— EXCERPTED TEXT —
○ ○ ○
Concepts determined to be abstract ideas, and thus patent ineligible, include certain methods of organizing human activity, such as fundamental economic practices (Alice, 573 U.S. at 219-20; Bilski, 561 U.S. at 611); mathematical formulas (Parker v. Flook, 437 U.S. 584, 594-95 (1978)); and mental processes (Gottschalk v. Benson, 409 U.S. 63, 69 (1972)). Concepts determined to be patent eligible include physical and chemical processes, such as "molding of rubber products" (Diehr, 450 U.S. at 193); "tanning, dyeing, making water-proof cloth, vulcanizing India rubber, smelting ores" (id. at 182 n.7 (quoting Corning v. Burden, 56 U.S. (15 How.) 252, 267-68 (1854))); and manufacturing flour (Benson, 409 U.S. at 69 (citing Cochrane v. Deener, 94 U.S. 780, 785 (1876))).
○ ○ ○
— EXCERPTED DATA —
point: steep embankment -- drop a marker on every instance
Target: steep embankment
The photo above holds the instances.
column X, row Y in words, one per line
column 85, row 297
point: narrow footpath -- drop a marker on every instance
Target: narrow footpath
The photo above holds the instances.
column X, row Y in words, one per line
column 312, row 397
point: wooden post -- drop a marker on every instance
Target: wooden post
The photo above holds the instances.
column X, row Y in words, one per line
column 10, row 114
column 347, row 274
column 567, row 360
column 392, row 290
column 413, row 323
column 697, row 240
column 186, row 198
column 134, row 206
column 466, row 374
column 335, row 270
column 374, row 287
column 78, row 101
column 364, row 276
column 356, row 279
○ ○ ○
Revise the patent-eligibility text, everything from "Concepts determined to be abstract" down to "780, 785 (1876))).", by changing "rubber" to "latex".

Concepts determined to be abstract ideas, and thus patent ineligible, include certain methods of organizing human activity, such as fundamental economic practices (Alice, 573 U.S. at 219-20; Bilski, 561 U.S. at 611); mathematical formulas (Parker v. Flook, 437 U.S. 584, 594-95 (1978)); and mental processes (Gottschalk v. Benson, 409 U.S. 63, 69 (1972)). Concepts determined to be patent eligible include physical and chemical processes, such as "molding of latex products" (Diehr, 450 U.S. at 193); "tanning, dyeing, making water-proof cloth, vulcanizing India latex, smelting ores" (id. at 182 n.7 (quoting Corning v. Burden, 56 U.S. (15 How.) 252, 267-68 (1854))); and manufacturing flour (Benson, 409 U.S. at 69 (citing Cochrane v. Deener, 94 U.S. 780, 785 (1876))).